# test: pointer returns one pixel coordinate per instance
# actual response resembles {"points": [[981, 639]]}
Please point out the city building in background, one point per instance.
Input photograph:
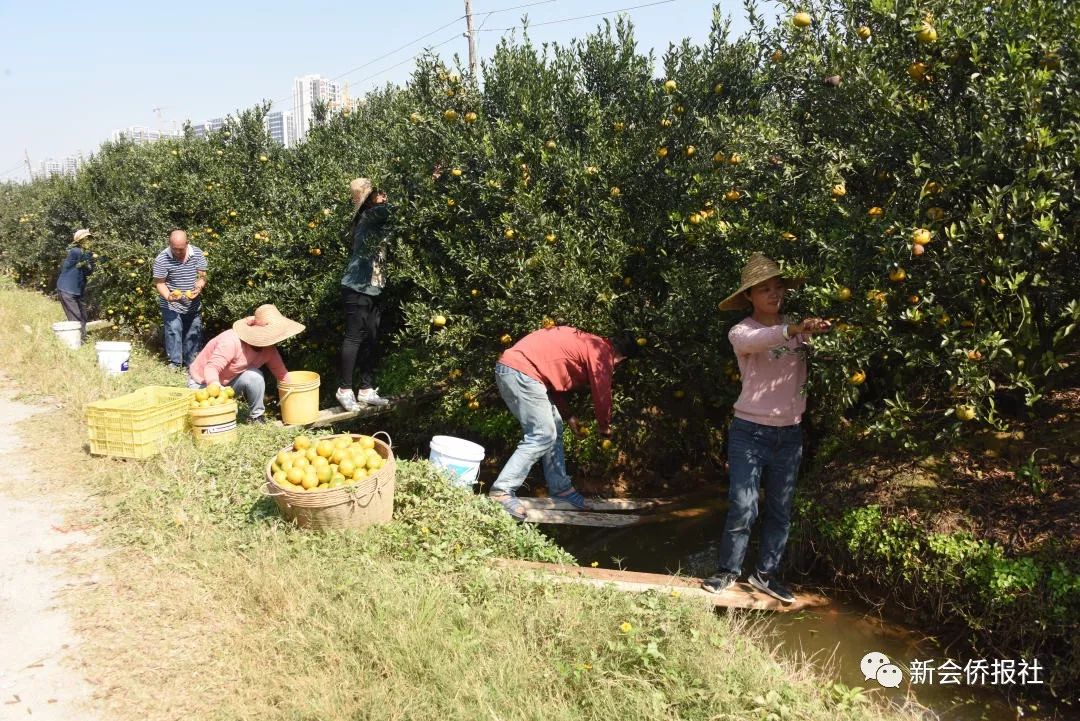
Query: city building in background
{"points": [[307, 92], [281, 126], [143, 135], [51, 166]]}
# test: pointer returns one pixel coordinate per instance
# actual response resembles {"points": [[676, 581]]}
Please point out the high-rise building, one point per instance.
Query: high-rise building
{"points": [[307, 92], [143, 135], [51, 166], [281, 126], [71, 164]]}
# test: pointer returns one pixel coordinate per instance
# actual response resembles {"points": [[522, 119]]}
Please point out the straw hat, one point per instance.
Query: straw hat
{"points": [[361, 188], [267, 327], [758, 269]]}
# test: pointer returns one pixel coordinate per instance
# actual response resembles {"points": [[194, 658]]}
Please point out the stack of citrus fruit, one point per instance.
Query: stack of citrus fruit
{"points": [[213, 395], [315, 464]]}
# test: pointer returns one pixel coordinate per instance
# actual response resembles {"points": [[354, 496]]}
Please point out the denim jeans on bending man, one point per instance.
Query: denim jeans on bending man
{"points": [[251, 385], [183, 336], [759, 456], [528, 402]]}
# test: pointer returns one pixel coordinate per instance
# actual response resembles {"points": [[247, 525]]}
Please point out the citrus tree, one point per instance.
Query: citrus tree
{"points": [[915, 161]]}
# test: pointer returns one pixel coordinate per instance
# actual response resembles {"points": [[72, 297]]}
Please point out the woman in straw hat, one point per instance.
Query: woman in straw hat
{"points": [[361, 290], [765, 441], [71, 284], [233, 357]]}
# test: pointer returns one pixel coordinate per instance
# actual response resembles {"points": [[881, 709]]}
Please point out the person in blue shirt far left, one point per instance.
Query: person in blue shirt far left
{"points": [[71, 284]]}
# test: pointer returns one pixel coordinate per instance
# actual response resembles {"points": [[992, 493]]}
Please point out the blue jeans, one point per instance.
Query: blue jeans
{"points": [[183, 336], [759, 456], [528, 402], [250, 385]]}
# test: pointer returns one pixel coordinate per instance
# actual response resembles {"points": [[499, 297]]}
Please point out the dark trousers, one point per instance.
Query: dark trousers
{"points": [[362, 314], [183, 336], [75, 309]]}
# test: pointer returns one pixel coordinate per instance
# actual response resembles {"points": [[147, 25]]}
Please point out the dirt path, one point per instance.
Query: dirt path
{"points": [[38, 677]]}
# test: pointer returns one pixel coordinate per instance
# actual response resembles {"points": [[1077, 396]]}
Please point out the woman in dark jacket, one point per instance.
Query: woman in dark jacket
{"points": [[361, 290], [71, 284]]}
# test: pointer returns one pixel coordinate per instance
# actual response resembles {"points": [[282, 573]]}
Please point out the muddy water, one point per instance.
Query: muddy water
{"points": [[836, 637]]}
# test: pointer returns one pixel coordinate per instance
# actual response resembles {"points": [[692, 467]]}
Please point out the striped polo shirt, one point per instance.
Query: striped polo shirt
{"points": [[179, 275]]}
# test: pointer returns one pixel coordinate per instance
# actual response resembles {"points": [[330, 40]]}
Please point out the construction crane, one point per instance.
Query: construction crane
{"points": [[161, 119]]}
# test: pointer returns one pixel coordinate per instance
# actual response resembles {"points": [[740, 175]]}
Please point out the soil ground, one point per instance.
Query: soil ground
{"points": [[39, 672]]}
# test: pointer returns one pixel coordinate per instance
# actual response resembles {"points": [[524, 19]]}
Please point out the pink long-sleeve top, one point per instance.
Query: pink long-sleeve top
{"points": [[226, 356], [773, 373]]}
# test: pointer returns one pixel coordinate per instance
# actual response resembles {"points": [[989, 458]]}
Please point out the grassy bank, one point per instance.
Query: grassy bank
{"points": [[211, 607], [979, 541]]}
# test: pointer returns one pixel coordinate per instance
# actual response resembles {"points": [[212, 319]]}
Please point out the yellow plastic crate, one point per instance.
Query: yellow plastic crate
{"points": [[134, 425]]}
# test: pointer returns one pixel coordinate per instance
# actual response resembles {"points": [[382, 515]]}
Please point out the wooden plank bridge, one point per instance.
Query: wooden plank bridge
{"points": [[740, 596]]}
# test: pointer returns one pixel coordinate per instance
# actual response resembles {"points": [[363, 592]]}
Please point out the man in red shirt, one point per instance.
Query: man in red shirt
{"points": [[534, 377]]}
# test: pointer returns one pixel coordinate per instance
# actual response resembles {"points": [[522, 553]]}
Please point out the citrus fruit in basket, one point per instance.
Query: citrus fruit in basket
{"points": [[316, 464]]}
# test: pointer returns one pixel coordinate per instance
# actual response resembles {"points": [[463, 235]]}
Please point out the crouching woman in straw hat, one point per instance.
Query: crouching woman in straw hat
{"points": [[765, 441], [233, 358]]}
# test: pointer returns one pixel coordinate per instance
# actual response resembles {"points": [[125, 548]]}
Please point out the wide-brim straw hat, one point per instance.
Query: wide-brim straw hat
{"points": [[361, 188], [267, 327], [758, 269]]}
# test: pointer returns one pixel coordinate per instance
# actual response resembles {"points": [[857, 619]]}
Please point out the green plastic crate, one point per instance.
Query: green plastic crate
{"points": [[135, 425]]}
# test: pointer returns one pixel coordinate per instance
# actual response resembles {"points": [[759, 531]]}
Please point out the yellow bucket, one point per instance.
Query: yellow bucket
{"points": [[215, 424], [299, 397]]}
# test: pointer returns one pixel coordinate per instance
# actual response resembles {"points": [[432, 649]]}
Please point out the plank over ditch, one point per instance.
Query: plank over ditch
{"points": [[608, 519], [740, 596]]}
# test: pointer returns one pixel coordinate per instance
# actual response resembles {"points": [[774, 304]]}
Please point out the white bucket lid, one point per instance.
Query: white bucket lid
{"points": [[458, 447]]}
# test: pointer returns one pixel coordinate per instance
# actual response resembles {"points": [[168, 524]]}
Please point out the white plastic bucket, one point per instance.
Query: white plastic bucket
{"points": [[461, 458], [69, 332], [112, 356]]}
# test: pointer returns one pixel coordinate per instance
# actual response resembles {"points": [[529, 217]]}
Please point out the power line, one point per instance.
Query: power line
{"points": [[581, 17], [12, 168], [507, 10]]}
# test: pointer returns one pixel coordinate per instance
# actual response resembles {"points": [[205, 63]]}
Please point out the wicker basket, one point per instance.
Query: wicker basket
{"points": [[356, 505]]}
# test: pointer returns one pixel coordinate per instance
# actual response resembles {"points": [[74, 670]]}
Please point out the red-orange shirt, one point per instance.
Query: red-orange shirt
{"points": [[565, 358], [226, 356]]}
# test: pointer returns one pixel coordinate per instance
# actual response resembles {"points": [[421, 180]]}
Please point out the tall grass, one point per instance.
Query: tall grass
{"points": [[211, 607]]}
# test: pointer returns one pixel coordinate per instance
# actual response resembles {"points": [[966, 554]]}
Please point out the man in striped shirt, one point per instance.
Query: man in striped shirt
{"points": [[179, 275]]}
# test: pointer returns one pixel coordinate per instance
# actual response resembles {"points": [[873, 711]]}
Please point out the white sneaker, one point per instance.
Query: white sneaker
{"points": [[372, 397], [347, 399]]}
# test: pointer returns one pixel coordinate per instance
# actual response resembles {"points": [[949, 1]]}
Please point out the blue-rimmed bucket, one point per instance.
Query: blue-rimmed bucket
{"points": [[459, 457]]}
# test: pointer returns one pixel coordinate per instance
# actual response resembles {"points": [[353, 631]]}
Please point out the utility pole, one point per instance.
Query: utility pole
{"points": [[472, 40]]}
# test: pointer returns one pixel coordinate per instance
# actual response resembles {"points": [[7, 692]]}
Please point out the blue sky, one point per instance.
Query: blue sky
{"points": [[71, 72]]}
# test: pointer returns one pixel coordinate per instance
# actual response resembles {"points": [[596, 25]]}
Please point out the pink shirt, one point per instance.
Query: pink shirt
{"points": [[773, 373], [226, 356]]}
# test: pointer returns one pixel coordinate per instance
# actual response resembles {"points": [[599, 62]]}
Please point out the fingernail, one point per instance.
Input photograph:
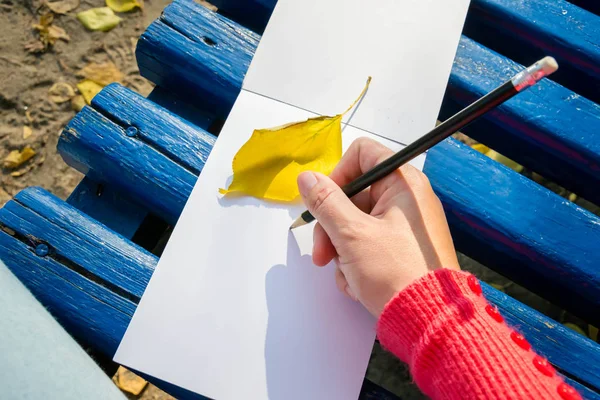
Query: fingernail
{"points": [[350, 293], [306, 181]]}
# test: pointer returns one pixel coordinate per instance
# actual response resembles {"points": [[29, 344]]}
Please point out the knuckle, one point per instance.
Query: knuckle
{"points": [[415, 178], [320, 197]]}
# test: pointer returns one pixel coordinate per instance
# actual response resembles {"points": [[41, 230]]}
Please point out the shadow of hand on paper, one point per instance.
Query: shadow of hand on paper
{"points": [[289, 369]]}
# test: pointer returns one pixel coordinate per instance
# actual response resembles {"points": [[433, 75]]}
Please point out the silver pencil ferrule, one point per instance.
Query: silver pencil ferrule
{"points": [[534, 73]]}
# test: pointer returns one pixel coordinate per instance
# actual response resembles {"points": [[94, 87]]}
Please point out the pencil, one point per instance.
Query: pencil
{"points": [[512, 87]]}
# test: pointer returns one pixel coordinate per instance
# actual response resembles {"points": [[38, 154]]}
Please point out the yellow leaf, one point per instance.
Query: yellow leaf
{"points": [[63, 6], [27, 132], [123, 5], [77, 103], [16, 158], [267, 165], [98, 19], [505, 161], [61, 92], [129, 382], [55, 33], [102, 74], [88, 89], [494, 155], [575, 327]]}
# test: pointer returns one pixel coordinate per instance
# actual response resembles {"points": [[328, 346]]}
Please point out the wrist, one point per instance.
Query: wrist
{"points": [[422, 307]]}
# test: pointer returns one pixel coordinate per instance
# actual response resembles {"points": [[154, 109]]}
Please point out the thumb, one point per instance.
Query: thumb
{"points": [[327, 202]]}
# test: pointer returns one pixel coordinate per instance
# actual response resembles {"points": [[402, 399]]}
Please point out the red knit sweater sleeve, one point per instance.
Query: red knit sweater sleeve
{"points": [[458, 347]]}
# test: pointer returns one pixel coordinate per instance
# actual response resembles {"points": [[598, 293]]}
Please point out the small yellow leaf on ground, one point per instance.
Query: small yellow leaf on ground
{"points": [[16, 158], [77, 103], [55, 33], [494, 155], [63, 6], [88, 89], [98, 19], [27, 132], [61, 92], [129, 382], [124, 5], [49, 33], [267, 165], [102, 74]]}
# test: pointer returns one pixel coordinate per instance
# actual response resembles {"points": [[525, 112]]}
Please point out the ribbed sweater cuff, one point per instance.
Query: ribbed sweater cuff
{"points": [[455, 347]]}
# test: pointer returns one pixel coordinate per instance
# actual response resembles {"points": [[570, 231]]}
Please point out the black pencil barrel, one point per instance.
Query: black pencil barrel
{"points": [[421, 145], [439, 133]]}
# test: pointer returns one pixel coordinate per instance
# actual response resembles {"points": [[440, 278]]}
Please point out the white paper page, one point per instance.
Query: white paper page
{"points": [[236, 309], [317, 55]]}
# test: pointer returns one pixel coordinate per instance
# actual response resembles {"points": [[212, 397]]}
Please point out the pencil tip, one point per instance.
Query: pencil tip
{"points": [[298, 222]]}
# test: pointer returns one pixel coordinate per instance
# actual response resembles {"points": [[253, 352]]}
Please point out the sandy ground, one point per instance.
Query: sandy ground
{"points": [[25, 79]]}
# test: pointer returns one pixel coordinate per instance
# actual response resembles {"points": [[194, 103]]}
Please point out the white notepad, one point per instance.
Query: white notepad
{"points": [[235, 308]]}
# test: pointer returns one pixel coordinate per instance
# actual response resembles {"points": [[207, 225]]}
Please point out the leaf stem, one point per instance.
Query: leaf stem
{"points": [[359, 96]]}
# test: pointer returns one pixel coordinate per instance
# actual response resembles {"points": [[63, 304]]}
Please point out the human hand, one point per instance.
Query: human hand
{"points": [[385, 237]]}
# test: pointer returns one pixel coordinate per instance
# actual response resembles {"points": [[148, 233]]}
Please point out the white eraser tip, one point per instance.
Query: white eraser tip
{"points": [[548, 65]]}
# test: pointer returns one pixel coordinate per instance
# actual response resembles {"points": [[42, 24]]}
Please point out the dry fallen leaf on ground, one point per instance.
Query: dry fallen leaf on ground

**********

Spot every line in the entries that includes the word "fallen", and copy each one out.

Please point out the dry fallen leaf on ground, one point per instance.
Query: dry fallen leaf on ground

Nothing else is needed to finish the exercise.